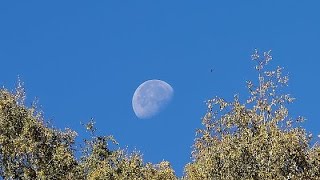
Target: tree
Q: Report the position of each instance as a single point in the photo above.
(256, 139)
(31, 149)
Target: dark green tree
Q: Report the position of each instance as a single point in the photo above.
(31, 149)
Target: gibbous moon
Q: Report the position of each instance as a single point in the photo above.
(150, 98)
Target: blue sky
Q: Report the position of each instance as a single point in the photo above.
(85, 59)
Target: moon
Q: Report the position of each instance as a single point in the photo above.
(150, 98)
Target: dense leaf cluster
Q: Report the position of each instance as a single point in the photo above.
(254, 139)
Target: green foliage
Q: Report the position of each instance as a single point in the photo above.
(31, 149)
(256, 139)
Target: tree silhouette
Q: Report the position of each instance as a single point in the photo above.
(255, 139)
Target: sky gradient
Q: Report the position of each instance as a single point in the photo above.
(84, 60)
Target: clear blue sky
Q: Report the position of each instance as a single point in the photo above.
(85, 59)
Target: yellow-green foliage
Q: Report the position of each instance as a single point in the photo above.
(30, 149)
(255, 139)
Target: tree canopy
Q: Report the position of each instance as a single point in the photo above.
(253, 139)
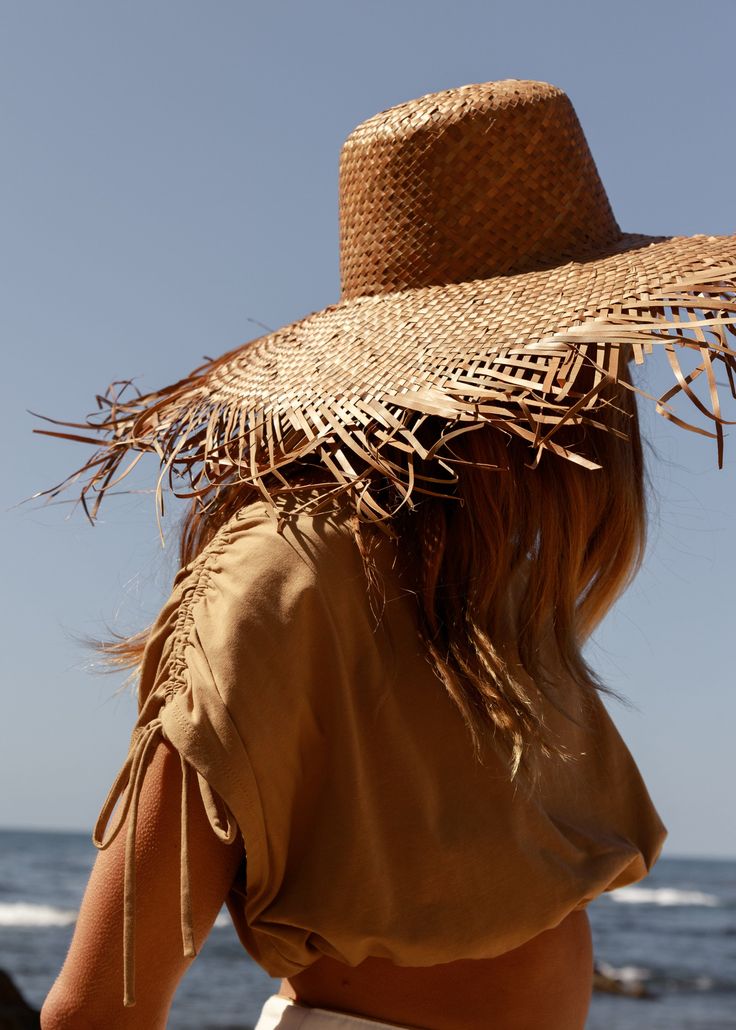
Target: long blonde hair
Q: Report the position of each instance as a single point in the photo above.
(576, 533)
* * *
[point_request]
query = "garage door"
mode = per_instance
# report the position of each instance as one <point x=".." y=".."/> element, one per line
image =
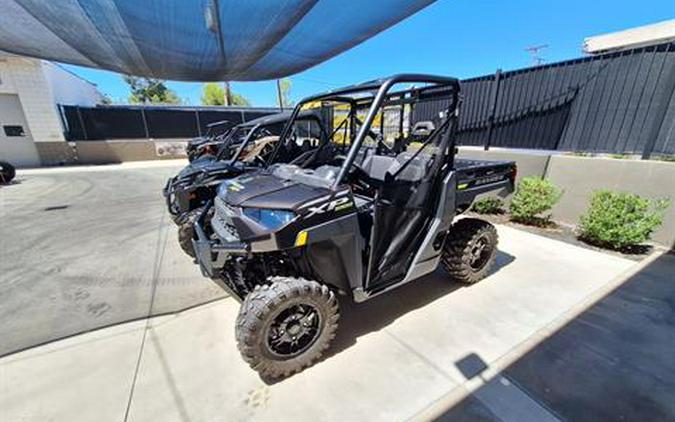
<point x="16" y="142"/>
* * *
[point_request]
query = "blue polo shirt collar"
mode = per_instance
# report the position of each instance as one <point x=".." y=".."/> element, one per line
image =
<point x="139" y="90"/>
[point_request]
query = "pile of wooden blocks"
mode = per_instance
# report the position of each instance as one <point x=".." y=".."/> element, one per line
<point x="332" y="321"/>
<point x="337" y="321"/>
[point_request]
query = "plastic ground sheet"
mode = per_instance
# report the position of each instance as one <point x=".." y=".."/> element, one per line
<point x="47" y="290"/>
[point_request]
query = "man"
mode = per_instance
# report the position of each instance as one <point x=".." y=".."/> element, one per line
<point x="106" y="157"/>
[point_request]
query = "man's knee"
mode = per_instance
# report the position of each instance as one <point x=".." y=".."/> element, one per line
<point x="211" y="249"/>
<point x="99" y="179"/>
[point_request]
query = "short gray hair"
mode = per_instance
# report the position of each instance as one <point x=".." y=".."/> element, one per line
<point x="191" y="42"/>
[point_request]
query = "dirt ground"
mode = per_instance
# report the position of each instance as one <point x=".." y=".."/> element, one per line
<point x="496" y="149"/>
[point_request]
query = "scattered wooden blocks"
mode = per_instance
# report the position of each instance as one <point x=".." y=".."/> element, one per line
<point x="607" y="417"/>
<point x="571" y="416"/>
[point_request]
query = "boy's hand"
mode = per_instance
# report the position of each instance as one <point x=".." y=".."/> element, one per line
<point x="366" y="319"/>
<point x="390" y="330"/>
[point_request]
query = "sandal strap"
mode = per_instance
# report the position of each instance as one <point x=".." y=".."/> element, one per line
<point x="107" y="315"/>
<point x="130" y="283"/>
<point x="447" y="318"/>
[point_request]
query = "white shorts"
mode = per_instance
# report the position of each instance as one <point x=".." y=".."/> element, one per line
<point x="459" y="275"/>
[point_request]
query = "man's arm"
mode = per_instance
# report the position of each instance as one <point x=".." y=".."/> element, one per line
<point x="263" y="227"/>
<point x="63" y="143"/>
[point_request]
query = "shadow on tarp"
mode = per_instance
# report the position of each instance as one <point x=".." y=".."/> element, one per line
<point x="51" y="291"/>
* * *
Required work ▸ Show each line of the data that contains the string "green".

Task result ▸
Target: dark green tree
Target: green foliage
Target: yellow-green foliage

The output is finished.